## What this task involves:
Tally how many lines in the entries below contain the string "feather". Reply with that number only.

## Provided entries:

++++++

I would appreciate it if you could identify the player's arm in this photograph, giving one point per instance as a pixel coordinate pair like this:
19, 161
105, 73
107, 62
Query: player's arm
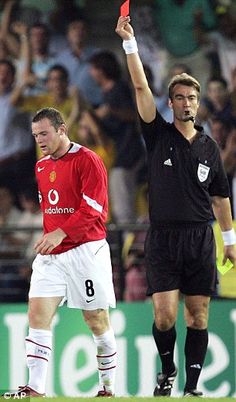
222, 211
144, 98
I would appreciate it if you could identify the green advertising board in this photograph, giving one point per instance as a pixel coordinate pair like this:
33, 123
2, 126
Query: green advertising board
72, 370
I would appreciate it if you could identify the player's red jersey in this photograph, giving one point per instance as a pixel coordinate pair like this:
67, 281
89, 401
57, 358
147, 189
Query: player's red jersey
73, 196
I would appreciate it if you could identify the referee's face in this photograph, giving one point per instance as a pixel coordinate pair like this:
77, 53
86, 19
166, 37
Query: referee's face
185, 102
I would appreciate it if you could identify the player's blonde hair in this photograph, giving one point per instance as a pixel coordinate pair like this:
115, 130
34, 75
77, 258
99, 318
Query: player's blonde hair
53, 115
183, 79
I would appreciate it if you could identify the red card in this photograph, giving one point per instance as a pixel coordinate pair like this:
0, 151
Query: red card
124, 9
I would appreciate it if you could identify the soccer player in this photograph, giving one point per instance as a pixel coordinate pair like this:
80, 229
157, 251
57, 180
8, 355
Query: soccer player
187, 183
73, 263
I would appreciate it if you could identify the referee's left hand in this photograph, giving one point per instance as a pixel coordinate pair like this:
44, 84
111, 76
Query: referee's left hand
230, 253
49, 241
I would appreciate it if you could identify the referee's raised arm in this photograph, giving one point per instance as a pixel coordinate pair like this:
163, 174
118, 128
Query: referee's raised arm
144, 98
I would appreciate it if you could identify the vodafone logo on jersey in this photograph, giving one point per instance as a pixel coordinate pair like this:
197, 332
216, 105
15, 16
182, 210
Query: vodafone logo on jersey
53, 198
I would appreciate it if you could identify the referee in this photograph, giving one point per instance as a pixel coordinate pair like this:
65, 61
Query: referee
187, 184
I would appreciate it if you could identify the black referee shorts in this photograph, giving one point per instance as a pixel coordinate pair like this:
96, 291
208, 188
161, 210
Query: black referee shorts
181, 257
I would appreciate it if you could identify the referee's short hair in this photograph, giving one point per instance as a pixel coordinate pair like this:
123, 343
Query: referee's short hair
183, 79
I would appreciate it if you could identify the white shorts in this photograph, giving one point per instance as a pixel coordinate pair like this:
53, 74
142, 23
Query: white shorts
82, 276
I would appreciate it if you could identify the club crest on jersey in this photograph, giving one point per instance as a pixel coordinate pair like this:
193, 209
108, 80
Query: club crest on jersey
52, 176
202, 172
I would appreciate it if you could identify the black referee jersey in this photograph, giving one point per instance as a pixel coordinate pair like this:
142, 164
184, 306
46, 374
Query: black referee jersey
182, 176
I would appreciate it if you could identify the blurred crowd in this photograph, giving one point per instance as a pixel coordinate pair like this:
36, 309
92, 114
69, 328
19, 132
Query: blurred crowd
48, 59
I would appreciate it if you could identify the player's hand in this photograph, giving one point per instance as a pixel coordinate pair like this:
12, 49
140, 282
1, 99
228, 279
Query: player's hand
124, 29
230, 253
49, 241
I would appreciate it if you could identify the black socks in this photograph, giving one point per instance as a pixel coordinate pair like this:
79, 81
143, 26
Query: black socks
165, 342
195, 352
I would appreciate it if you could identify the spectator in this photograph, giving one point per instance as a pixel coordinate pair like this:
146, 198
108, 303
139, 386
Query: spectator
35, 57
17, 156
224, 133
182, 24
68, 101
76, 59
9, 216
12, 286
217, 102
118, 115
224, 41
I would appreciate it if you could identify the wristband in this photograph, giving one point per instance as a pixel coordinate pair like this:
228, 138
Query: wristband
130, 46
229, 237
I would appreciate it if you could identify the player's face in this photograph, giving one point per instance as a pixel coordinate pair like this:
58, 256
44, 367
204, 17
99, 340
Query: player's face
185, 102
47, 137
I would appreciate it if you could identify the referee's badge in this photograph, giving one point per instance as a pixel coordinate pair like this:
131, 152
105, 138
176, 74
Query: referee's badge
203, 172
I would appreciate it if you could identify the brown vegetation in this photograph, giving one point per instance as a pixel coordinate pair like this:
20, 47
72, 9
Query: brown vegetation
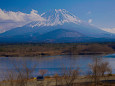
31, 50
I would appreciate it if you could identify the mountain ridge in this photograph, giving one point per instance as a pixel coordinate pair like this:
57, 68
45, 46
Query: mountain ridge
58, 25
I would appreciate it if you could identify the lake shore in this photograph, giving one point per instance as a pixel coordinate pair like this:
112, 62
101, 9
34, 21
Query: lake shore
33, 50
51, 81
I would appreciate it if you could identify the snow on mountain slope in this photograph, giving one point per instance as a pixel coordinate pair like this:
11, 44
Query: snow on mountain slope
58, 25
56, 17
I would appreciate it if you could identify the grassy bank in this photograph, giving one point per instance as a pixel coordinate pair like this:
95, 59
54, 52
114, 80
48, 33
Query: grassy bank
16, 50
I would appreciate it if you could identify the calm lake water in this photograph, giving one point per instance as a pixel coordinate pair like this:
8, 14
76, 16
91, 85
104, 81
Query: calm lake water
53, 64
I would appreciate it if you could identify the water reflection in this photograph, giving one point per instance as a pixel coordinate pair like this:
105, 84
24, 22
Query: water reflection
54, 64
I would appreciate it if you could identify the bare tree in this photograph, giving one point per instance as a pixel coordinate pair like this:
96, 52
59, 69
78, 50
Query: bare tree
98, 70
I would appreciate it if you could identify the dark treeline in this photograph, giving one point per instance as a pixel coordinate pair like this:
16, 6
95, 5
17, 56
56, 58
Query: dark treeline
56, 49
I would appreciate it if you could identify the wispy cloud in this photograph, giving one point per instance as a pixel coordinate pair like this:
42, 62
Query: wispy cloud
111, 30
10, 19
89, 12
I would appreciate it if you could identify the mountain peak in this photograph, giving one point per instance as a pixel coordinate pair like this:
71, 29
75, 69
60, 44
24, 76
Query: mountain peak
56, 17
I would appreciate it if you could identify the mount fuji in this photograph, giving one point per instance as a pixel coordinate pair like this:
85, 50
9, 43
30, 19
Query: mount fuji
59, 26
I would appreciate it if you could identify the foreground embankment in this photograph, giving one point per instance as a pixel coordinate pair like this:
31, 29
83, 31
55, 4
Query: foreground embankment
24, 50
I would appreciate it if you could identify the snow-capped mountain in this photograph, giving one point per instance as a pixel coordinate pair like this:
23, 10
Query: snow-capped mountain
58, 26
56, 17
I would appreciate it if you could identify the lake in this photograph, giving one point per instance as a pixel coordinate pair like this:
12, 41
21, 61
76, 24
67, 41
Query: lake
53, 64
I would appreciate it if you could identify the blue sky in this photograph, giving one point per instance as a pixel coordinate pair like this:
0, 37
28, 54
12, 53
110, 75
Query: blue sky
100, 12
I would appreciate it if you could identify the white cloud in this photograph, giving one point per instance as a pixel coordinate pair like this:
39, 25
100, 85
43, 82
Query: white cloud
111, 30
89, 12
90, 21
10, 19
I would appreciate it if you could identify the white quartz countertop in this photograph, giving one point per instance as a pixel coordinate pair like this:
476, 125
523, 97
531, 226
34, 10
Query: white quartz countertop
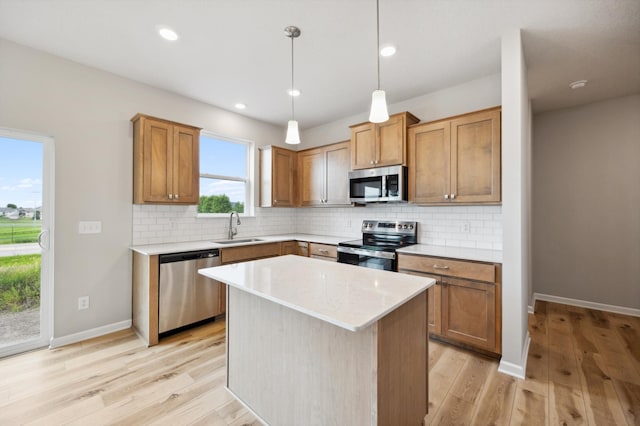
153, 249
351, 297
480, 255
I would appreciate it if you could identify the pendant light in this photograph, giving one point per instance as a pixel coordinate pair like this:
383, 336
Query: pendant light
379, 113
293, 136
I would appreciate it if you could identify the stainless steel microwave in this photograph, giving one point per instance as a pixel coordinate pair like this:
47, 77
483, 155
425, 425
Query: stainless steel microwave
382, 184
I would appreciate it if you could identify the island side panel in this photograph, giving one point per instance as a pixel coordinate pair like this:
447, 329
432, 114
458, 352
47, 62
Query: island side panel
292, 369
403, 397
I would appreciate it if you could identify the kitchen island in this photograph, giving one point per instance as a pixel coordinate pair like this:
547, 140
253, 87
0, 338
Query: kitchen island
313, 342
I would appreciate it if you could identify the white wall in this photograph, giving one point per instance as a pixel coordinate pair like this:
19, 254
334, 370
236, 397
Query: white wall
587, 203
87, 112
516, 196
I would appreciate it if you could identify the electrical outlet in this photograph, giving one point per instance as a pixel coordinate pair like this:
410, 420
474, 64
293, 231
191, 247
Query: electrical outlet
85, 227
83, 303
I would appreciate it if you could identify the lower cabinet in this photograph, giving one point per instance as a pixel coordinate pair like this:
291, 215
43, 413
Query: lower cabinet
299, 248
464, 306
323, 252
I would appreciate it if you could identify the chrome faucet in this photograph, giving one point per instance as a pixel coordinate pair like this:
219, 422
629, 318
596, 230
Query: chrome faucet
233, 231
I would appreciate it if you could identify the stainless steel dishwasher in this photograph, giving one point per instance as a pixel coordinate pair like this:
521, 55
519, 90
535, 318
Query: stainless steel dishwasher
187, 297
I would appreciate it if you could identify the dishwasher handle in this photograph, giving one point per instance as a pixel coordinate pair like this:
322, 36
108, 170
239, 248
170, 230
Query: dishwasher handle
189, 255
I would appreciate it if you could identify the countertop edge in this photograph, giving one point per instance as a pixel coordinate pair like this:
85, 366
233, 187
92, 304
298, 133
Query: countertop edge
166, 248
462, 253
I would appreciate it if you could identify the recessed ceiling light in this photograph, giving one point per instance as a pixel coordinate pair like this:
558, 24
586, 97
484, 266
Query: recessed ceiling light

++++++

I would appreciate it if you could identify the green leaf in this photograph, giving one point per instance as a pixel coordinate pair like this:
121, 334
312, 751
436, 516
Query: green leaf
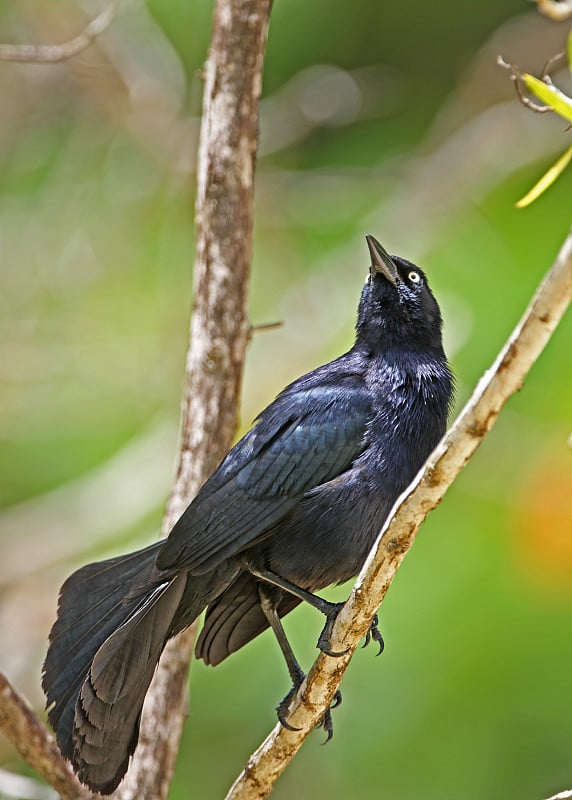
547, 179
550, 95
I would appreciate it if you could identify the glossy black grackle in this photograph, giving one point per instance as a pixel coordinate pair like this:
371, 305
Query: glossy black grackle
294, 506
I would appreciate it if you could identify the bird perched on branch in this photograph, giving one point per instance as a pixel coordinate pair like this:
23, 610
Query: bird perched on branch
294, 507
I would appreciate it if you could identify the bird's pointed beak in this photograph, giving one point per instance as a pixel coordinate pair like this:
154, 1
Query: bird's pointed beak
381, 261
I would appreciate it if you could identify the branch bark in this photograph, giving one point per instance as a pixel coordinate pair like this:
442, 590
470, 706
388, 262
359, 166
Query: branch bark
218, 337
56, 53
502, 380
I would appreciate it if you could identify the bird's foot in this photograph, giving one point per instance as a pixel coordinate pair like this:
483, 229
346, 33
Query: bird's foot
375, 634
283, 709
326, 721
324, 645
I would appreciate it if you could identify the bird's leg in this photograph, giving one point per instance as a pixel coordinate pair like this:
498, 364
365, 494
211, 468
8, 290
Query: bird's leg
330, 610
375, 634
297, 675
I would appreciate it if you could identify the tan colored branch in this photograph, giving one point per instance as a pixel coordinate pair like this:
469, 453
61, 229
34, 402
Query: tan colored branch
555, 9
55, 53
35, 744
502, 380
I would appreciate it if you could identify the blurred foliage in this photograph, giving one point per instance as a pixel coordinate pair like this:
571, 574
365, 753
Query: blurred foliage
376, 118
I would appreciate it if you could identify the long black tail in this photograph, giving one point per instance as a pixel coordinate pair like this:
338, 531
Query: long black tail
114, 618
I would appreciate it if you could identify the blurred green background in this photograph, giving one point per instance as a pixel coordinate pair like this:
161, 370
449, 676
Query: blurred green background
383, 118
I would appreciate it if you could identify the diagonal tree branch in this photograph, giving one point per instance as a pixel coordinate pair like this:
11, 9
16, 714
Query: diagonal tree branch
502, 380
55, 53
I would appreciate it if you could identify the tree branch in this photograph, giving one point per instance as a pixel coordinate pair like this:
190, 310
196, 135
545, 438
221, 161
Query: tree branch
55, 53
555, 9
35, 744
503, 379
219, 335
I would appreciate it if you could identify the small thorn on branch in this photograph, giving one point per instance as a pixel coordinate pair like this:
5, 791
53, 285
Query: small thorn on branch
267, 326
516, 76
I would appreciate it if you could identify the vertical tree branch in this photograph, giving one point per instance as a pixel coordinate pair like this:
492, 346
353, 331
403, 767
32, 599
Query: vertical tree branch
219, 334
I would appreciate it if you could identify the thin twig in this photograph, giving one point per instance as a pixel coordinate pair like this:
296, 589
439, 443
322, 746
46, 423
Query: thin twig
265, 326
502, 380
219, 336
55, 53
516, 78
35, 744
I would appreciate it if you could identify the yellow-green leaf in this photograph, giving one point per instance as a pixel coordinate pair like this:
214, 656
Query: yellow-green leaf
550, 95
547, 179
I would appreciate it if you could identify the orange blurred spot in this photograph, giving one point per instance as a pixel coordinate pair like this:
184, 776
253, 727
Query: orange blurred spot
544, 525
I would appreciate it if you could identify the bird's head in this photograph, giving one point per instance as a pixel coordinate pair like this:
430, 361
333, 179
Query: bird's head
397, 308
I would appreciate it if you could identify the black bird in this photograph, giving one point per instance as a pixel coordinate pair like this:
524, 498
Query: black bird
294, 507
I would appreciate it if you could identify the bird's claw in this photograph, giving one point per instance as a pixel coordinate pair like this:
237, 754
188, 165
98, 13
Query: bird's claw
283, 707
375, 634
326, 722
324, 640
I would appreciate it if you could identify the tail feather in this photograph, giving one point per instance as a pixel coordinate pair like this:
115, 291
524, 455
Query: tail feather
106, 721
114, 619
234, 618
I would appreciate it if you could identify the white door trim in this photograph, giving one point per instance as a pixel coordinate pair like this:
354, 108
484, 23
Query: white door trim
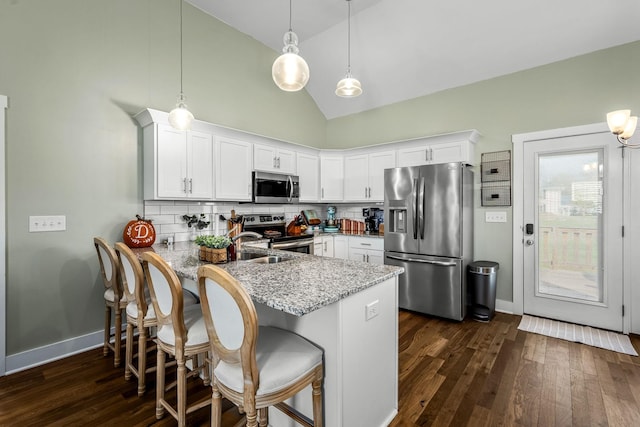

++++++

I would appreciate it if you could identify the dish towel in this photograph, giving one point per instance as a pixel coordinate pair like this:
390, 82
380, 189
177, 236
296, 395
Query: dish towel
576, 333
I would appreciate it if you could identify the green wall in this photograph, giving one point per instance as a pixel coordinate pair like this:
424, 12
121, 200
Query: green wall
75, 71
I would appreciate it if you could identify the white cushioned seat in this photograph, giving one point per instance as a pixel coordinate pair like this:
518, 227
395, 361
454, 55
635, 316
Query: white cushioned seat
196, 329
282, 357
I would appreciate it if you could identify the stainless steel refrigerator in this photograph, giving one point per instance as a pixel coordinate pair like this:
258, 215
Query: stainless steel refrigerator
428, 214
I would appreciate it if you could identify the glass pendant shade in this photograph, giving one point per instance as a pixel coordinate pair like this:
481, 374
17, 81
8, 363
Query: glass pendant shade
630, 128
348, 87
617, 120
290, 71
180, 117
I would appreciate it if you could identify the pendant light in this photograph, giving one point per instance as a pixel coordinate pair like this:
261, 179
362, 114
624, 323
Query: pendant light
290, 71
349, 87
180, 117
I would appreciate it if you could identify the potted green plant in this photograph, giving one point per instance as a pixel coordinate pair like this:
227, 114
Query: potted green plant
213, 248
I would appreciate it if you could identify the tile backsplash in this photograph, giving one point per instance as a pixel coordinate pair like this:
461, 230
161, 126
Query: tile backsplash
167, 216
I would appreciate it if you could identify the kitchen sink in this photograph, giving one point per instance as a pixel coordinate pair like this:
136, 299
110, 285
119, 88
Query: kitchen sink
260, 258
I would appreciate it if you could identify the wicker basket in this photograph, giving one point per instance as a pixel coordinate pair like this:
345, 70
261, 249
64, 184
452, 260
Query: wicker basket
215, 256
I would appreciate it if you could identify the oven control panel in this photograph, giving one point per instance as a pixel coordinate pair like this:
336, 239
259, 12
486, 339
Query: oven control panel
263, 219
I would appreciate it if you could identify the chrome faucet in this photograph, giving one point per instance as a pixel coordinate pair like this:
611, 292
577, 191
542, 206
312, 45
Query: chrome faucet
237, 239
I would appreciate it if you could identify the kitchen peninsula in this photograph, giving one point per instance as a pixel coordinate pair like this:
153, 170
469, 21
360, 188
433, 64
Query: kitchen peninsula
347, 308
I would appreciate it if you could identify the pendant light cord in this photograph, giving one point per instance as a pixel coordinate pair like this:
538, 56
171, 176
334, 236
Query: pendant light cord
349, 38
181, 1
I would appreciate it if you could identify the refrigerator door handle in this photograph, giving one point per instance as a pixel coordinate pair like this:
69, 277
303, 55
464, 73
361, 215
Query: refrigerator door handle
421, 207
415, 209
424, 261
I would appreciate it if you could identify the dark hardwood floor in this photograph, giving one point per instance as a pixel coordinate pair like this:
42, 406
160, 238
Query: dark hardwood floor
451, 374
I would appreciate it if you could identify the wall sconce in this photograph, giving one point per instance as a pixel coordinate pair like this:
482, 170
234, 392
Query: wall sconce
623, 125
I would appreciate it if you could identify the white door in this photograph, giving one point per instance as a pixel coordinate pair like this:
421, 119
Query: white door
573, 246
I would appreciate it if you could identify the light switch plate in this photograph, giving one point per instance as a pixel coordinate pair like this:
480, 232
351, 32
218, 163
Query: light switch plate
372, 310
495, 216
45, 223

++++++

## Correct result:
2